▶ **Extracted information**
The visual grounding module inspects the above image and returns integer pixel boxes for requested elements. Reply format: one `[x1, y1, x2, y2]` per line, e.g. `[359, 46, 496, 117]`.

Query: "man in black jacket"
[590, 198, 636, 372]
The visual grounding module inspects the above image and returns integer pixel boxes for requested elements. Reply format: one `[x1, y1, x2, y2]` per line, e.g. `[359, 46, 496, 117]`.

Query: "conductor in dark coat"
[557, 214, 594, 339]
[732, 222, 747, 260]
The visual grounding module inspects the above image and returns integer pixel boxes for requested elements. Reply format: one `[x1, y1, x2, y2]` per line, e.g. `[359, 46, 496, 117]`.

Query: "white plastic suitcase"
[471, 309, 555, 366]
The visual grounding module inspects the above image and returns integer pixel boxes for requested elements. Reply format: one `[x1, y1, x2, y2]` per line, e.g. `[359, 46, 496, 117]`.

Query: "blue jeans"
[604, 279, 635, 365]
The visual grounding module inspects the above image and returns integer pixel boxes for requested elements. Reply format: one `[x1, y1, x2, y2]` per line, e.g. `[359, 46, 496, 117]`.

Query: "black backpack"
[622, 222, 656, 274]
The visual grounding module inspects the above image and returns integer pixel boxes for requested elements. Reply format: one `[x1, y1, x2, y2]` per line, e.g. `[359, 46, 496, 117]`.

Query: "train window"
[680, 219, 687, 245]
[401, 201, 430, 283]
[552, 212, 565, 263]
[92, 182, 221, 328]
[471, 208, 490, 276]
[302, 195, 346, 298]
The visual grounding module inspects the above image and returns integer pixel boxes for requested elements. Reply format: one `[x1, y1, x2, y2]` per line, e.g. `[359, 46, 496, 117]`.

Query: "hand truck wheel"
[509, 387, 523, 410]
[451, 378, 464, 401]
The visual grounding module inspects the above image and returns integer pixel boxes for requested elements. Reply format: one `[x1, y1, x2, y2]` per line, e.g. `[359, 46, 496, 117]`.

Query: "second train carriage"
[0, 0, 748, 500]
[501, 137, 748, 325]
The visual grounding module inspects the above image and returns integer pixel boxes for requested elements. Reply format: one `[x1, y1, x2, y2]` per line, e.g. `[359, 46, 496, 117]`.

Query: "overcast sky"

▶ **Do this**
Write out every line of the rows above as a JSON list of strings, one string per line, with blank lines omitted.

▶ **Solution**
[
  "The visual grounding module inspects the above image and returns integer pixel boxes for requested elements. Reply format: one `[x1, y1, x2, y2]` per line, e.g. `[359, 46, 496, 117]`.",
  "Query: \"man in black jacket\"",
  "[590, 198, 636, 372]",
  "The visual grounding module inspects the above image and returns integer pixel boxes for requested elements. Reply format: one `[x1, y1, x2, y2]` per line, e.g. `[359, 46, 496, 117]`.",
  "Query: \"conductor in dark coat\"",
  "[557, 214, 594, 339]",
  "[732, 222, 747, 260]",
  "The visual grounding module inspects the above image and returns integer pixel boxes for requested elements. Reply format: one `[x1, y1, x2, y2]` per line, e.g. `[359, 46, 496, 117]`.",
  "Query: \"white plastic suitcase\"",
  "[471, 309, 555, 366]",
  "The visual grounding module inspects the above image and returns integer pixel boxes for requested elements. Reply format: one `[x1, y1, x2, y2]` per line, e.g. `[359, 46, 496, 117]`.",
  "Query: \"blue jeans\"",
  "[604, 279, 635, 365]",
  "The visual grounding module inspects the above image and returns integer pixel boxes for requested elements. Reply format: one `[x1, y1, x2, y2]` per line, e.g. `[359, 46, 496, 117]`.",
  "Query: \"black backpack\"",
  "[622, 222, 656, 274]",
  "The visual grounding module inspects the above image and returns integer pixel boxes for requested elements. Reply format: one `[x1, y1, x2, y2]` per line, e.g. `[359, 46, 496, 117]`.",
  "Query: \"train window\"",
  "[680, 219, 687, 245]",
  "[401, 201, 430, 283]",
  "[552, 212, 565, 263]",
  "[92, 182, 221, 328]",
  "[471, 208, 490, 276]",
  "[302, 195, 346, 298]",
  "The visual grounding module inspects the above image and returns integer pixel boxes for requested elements. Reply format: one `[x1, y1, x2, y2]` per line, e.g. `[359, 46, 496, 117]`.",
  "Query: \"hand truck wheel\"",
  "[509, 387, 523, 410]",
  "[451, 378, 464, 401]",
  "The visual grounding module inspects the above image and returns integer pixel boxes for requested elements. Reply format: one `[x1, y1, x2, y2]` per line, e.g. `[359, 46, 496, 117]`.",
  "Query: \"second train carriage\"",
  "[0, 0, 748, 500]",
  "[501, 137, 748, 325]",
  "The visual grounding module inspects the above image and returns integer pixel boxes for requested elements. Reply format: one `[x1, y1, x2, y2]` per line, e.g. `[359, 46, 496, 117]`.",
  "Query: \"overcast sky\""
]